■ EXTRACT PROVIDED:

Until recently, securitization refinancing mechanisms were inaccessible in Russia for most non-mortgage banks, leasing companies, major lessors and real estate owners, business networks, power grid companies, public agencies and other companies capable of generating a continuous and more or less stable predictable cash flow, i.e. the types of companies typically able to avail themselves of the securitization mechanisms in the US and the Western European jurisdictions.
Finally, the Russian legislation allowed the mechanisms of securitization in connection with refinancing activity of many companies in the real sector.
Below we briefly describe who and how can use the mechanisms of securitization under the new legislation.
The object of securitization
Today, many companies in the real sector, faced with a shortage of funds, may invoke such traditional methods of financing as banking or debt financing, entry to shared financing markets (issuance of additional shares attracting new participants to the charter capital) or debt financing markets (issuance of corporate bonds) financing, factoring and attraction of the state budgetary financial resources.
Of course, not all methods are available to any company at a specific time, so the larger arsenal of tools the company possesses, the higher its chances of finding money from outside investors.
Securitization in its most general form is a bond issuance by the project company, which payments are secured by a constant stream of payments from the main activity of a company (the initiator of the transaction, or the originator). That is, almost any stream of payments may serve as a basis for the securitization transaction, including future payments that can be predicted with reasonable certainty for a certain period. Here are some examples:
- Lease payments;
- Consumer and auto loan payments;
- Payments to microfinance organizations;
- Payments from real property rentals;
- Charges for the supply of electricity, water, gas, etc;
- Charges for rendering of any permanent services (housing and other);
- Export charges (oil, electricity, metals);
- Revenues from the main activity of large companies - retailers (for example, retail chains );
- Payments from subscribers of telecom operators;
- Periodic long-term contractual payments;
- Any other constant and predictable uniform payments.

■ DATASET CONTENT:

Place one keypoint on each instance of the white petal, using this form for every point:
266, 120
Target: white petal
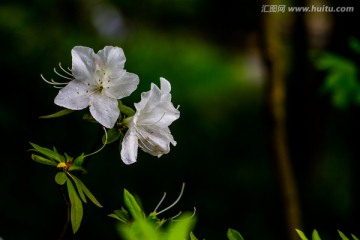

■ JOB 1: In the text on securitization in Russia, what secures the payments on the bonds issued by the project company?
■ JOB 2: List every traditional method of financing that the text on securitization names as available to companies in the real sector that face a shortage of funds.

■ SOLUTION 1: A constant stream of payments from the main activity of the company that initiates the transaction, the originator.

■ SOLUTION 2:
- Banking or debt financing
- Entry to shared financing markets (issuance of additional shares attracting new participants to the charter capital)
- Entry to debt financing markets (issuance of corporate bonds)
- Factoring
- Attraction of the state budgetary financial resources